■ Given entries ■

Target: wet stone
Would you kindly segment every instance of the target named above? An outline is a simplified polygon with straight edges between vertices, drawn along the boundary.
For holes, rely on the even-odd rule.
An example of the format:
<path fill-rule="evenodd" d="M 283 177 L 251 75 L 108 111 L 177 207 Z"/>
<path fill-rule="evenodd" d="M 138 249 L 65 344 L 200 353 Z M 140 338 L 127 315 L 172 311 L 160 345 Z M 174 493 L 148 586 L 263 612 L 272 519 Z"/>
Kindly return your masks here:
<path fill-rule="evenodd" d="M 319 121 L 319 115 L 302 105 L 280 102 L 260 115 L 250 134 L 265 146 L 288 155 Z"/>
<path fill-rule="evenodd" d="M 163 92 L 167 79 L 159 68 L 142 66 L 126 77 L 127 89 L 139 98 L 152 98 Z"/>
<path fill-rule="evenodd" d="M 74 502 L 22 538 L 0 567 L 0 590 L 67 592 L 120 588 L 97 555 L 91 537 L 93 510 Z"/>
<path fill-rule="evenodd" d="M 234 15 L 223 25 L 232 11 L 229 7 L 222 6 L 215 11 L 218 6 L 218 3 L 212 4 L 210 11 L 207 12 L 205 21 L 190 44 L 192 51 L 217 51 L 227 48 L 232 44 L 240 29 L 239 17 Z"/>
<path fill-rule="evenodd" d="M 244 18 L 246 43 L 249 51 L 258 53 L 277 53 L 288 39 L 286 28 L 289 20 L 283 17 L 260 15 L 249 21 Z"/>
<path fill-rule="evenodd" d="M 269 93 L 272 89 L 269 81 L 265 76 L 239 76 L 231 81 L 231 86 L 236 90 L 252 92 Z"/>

■ Your objective ■
Locate each line in the records containing the word "between" and copy those lines.

■ Task result ■
Would you kindly segment every instance of the target named above? An outline is a simplified polygon with straight edges between vertices, drawn along the boundary.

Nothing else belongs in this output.